### Goal
Rewrite the lines starting with the line that contains "Could you mark every instance of the boat" and going on through the line that contains "Could you mark every instance of the white", putting "central point" in place of "innermost point" and leaving everything else unchanged.

>> START Stored records

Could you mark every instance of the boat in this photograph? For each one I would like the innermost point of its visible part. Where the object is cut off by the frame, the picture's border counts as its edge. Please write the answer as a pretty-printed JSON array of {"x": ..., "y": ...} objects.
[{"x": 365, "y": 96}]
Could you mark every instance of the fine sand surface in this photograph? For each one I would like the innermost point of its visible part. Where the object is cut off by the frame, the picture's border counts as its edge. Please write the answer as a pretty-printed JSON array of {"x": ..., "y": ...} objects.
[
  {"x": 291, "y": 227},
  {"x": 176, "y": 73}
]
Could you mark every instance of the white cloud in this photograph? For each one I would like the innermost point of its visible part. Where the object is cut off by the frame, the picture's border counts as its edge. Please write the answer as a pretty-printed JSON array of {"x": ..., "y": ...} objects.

>> END Stored records
>> START Stored records

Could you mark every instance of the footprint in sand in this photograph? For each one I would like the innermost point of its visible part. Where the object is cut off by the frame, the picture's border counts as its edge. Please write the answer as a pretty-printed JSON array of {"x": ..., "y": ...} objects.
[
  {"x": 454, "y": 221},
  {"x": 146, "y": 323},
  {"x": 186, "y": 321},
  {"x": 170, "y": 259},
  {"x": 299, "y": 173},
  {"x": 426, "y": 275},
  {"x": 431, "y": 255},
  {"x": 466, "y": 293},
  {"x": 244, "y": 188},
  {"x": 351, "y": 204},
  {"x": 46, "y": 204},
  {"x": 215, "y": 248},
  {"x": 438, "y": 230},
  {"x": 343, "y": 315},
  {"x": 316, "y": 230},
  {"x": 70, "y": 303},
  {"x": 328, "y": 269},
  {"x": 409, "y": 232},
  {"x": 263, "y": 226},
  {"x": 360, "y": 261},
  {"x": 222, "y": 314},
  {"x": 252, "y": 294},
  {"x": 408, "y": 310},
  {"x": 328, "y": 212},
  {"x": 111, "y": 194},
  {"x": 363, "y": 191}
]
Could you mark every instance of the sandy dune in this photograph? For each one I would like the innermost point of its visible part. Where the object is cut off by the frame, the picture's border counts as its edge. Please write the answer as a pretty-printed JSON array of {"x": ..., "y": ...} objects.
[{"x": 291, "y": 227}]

>> END Stored records
>> START Stored records

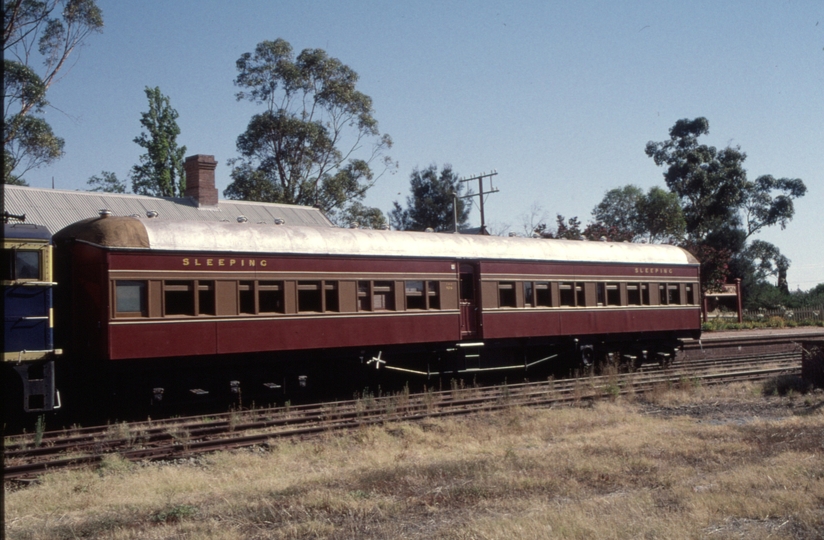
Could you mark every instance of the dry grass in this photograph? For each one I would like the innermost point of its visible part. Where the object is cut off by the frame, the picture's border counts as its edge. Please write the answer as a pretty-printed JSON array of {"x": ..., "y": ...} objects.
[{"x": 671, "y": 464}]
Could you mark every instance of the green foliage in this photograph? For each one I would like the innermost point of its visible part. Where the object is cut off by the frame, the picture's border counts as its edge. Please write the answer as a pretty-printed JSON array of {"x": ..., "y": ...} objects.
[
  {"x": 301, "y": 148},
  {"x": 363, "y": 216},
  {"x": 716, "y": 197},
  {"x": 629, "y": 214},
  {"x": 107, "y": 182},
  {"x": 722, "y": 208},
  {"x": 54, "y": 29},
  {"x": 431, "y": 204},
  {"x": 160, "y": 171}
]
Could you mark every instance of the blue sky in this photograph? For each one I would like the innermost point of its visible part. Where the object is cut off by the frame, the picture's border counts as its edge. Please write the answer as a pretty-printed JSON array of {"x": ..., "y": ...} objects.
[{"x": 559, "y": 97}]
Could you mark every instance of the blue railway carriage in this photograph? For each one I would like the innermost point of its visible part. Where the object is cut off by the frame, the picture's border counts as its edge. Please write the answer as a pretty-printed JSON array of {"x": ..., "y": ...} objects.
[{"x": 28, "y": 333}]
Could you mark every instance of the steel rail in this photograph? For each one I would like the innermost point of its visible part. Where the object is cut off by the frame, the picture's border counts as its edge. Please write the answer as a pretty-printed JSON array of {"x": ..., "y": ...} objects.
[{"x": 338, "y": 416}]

>> END Stored records

### Solution
Could you mark every instance of the boat in this photograph? For each one I would like the central point of its visible part. Where the object is cut off by the frame, the picture's border counts as its edge. Please write the answer as a pretty-printed JSON array of {"x": ..., "y": ...} objects.
[{"x": 365, "y": 96}]
Could you mark every instance of the fine sand surface in this photograph? For each one I would like the central point of its visible part. Where the object is cut off by the frame, the picture's border counts as its edge. Please write the answer as a pretty-printed JSON array of {"x": ..., "y": ...} objects.
[
  {"x": 291, "y": 227},
  {"x": 176, "y": 73}
]
Could you mark every instance of the white cloud in this photograph? For each one I would like the central point of its visible part. Where the object is cut off by the frame, the picture's border counts as its edge. Please write the answer as a pretty-printed JSON array of {"x": ..., "y": ...} objects.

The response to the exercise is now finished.